◆ Text segment:
One of my favorite sci-fi books of all time is Dune by Frank Herbert. In one of the early riveting scenes, Paul Atreides, son of Duke Leto, is given the test of the gom jabbar by the Reverend Mother Gaius Helen Mohiam. Without going into the details of what the test is – you will have to read the book — the purpose of the test is to know if Paul is human. If Paul is not human then he is an animal.
I wrote in yesterdays post about my wife’s surgery to remove a rare cancerous tumor in her abdomen, and what it means to be a mensch, I was surprised that the word had to do with being human. It had me think of Dune. If we are not human then we are an animal.
At work the other day one of the Executive Assistants pulled me aside. She wanted me to know that many men in my situation, (she knew that I had come out as gay and separated from my wife over three years ago), would not have stood by their wives as they went though weeks of navigating a rare and challenging cancer. She told me that it said something about who I was as a person. “You are a good guy,” she said patting my shoulder before walking away.
As I sit here writing in the hospital waiting room with my son, my wife’s parents, and her sister, my wife is six floors up in surgery. They are about an hour and twenty minutes into what will be a three to four-hour surgery. It is a strange emotional place to be.
I have the utmost confidence in the surgeon and his ability to successfully remove the tumor. I have more worry about how much the tumor has continued to grow since the last CT scan nineteen days ago. I worry about the possibility that the tumor metastasized over the last nineteen days. I worry about how many organs the tumor has invaded and will need to be removed. I worry that my wife’s recovery will be difficult and long.

◆ Exercise description: Reproduce word for word the passage of the post above, from "I wrote in yesterdays" to "before walking away.".

◆ Record excerpts:
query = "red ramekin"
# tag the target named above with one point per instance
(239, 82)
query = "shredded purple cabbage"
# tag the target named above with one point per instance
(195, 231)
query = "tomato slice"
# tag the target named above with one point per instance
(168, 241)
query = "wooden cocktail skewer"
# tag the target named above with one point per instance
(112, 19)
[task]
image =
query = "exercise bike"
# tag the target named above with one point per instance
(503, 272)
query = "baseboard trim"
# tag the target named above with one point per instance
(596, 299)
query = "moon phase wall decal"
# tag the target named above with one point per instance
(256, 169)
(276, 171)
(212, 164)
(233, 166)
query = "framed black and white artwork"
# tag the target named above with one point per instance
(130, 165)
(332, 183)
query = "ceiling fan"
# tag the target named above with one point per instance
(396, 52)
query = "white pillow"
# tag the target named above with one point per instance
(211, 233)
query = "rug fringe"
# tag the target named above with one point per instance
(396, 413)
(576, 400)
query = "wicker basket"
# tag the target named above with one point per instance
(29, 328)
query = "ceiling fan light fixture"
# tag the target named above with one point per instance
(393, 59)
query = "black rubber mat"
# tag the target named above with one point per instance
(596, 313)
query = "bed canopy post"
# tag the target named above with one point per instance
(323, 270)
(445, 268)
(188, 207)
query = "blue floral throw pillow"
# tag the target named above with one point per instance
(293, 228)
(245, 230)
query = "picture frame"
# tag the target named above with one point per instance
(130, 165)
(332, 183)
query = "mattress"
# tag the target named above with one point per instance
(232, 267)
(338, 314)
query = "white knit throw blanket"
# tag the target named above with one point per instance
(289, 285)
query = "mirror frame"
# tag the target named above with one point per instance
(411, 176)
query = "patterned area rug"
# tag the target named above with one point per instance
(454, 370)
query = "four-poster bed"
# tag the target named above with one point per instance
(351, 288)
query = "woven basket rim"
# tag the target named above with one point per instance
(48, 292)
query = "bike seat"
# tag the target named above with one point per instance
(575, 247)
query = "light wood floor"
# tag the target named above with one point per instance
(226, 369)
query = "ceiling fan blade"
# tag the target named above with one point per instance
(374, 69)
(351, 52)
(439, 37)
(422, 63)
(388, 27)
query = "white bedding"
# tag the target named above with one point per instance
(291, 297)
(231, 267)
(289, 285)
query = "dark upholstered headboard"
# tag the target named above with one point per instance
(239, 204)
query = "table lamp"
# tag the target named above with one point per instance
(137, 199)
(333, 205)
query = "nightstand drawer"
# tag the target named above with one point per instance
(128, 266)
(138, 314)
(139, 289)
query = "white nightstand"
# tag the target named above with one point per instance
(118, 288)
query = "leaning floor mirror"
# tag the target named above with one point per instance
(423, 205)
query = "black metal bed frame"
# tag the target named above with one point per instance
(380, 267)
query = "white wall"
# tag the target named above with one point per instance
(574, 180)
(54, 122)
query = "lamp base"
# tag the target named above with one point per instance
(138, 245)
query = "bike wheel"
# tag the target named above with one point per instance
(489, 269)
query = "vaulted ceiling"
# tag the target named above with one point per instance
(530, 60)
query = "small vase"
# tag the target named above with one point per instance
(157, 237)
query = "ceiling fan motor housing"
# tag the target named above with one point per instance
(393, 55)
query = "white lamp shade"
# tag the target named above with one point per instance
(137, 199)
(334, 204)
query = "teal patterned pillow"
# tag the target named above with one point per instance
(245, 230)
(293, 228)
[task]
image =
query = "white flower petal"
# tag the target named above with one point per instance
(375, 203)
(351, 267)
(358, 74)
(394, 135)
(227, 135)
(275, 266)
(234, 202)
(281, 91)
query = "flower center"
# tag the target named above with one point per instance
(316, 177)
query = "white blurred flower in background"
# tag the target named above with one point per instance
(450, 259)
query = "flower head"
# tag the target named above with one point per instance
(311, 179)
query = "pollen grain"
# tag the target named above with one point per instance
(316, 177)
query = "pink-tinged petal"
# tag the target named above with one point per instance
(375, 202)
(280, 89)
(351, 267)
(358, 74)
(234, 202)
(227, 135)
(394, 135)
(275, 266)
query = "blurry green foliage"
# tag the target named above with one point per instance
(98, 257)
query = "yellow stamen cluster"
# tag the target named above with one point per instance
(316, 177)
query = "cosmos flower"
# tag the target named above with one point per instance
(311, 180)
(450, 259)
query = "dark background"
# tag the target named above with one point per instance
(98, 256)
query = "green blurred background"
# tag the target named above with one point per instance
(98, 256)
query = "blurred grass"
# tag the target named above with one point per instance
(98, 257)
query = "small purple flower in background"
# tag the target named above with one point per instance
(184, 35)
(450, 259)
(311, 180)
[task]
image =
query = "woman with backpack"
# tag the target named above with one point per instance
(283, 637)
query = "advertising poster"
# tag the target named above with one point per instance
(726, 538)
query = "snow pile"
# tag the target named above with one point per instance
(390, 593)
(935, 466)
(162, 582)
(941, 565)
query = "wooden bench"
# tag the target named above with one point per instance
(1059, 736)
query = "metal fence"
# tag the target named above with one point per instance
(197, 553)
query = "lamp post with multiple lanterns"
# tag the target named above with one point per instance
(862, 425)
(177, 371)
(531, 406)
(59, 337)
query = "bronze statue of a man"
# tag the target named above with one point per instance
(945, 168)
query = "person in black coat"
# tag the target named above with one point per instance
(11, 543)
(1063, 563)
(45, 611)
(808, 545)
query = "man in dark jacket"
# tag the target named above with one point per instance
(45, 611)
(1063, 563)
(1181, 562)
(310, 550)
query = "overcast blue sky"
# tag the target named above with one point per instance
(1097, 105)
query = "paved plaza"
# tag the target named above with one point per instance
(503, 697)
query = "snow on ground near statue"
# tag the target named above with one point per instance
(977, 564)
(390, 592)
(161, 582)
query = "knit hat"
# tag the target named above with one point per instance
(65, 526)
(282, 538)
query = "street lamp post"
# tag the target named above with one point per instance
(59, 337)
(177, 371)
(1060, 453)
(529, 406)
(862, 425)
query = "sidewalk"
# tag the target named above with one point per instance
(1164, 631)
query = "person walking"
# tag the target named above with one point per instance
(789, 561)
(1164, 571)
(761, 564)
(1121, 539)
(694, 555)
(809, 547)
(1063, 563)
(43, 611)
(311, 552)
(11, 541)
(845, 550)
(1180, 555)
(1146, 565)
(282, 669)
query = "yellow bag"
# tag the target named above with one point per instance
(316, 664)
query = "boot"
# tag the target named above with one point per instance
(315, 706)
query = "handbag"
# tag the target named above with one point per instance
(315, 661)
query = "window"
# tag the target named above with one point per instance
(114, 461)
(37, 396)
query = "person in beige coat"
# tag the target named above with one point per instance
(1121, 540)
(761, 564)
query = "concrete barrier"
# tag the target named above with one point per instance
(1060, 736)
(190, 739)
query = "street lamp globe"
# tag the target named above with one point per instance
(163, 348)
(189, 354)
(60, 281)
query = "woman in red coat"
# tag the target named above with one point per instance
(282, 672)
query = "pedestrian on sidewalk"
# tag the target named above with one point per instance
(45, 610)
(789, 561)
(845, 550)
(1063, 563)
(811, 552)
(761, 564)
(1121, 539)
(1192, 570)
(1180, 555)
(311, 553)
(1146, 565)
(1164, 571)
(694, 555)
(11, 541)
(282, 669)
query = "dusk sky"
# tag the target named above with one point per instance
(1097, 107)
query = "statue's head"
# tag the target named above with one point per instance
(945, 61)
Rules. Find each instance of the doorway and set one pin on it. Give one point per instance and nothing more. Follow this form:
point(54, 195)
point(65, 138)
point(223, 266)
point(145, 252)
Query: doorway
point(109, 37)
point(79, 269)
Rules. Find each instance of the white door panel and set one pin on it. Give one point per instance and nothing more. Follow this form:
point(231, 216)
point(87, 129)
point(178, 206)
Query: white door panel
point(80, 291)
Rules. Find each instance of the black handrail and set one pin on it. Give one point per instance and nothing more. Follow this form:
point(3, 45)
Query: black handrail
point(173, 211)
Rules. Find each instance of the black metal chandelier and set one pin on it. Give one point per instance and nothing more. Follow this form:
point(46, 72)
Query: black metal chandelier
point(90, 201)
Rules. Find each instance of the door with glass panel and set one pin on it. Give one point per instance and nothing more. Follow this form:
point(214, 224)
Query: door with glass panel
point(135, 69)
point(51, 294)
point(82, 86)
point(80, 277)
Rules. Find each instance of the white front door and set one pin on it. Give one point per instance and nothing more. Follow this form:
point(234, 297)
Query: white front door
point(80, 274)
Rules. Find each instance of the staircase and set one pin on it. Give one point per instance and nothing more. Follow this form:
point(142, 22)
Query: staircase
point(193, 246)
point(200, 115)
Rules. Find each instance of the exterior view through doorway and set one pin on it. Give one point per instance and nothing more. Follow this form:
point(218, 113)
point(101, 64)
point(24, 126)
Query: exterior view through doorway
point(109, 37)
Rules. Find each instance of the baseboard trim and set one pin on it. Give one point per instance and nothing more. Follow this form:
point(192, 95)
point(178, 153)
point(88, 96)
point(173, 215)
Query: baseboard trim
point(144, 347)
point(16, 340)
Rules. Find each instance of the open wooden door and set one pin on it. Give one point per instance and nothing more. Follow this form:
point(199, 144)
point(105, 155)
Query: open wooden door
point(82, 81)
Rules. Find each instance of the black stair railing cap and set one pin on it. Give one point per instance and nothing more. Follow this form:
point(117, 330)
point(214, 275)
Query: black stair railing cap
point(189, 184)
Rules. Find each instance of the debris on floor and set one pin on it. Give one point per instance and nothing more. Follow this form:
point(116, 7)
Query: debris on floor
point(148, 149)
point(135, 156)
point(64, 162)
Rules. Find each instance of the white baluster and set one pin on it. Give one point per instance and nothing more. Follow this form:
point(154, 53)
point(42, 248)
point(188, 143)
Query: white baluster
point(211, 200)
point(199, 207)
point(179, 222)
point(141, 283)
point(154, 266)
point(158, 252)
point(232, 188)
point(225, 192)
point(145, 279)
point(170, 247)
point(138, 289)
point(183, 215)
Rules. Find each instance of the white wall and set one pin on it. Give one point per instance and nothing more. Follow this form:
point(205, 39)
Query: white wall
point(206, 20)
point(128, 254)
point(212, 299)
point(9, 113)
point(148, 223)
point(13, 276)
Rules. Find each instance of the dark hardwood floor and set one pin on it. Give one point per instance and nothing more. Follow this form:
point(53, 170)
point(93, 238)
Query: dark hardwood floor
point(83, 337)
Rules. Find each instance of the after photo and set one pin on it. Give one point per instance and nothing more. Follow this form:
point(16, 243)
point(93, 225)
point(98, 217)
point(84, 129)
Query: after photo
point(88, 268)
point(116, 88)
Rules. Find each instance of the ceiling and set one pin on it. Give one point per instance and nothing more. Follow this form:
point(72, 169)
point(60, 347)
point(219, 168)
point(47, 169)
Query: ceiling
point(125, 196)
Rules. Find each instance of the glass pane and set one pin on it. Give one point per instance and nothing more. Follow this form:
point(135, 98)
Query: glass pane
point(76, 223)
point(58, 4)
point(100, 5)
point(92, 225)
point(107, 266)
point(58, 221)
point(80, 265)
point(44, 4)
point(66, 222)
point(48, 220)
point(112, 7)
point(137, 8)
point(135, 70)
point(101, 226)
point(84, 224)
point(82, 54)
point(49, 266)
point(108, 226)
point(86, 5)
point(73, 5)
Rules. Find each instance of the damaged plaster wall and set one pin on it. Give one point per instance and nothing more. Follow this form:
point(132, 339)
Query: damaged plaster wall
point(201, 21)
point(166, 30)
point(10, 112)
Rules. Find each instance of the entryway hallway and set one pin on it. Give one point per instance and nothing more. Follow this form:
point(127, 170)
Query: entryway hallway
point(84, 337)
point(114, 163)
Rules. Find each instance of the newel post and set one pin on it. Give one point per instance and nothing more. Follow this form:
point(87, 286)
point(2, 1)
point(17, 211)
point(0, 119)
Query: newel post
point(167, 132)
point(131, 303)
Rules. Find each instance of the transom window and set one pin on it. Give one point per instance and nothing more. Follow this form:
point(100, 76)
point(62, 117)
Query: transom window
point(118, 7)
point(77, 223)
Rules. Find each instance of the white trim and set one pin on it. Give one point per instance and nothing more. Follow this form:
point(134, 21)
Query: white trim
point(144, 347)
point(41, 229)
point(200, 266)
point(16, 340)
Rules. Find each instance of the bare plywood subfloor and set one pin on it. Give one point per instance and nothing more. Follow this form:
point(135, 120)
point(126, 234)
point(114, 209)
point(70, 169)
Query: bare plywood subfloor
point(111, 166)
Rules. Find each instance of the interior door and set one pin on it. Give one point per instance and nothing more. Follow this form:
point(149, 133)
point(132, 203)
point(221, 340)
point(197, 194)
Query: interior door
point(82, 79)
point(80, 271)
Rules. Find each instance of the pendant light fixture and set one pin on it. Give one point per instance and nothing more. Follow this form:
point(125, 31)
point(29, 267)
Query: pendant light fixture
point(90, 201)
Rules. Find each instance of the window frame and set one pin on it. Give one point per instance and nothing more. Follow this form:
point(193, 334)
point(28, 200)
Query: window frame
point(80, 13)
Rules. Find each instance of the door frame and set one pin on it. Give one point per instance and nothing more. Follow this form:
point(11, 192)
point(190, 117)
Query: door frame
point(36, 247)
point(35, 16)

◆ Your response:
I wrote in yesterdays post about my wife’s surgery to remove a rare cancerous tumor in her abdomen, and what it means to be a mensch, I was surprised that the word had to do with being human. It had me think of Dune. If we are not human then we are an animal.
At work the other day one of the Executive Assistants pulled me aside. She wanted me to know that many men in my situation, (she knew that I had come out as gay and separated from my wife over three years ago), would not have stood by their wives as they went though weeks of navigating a rare and challenging cancer. She told me that it said something about who I was as a person. “You are a good guy,” she said patting my shoulder before walking away.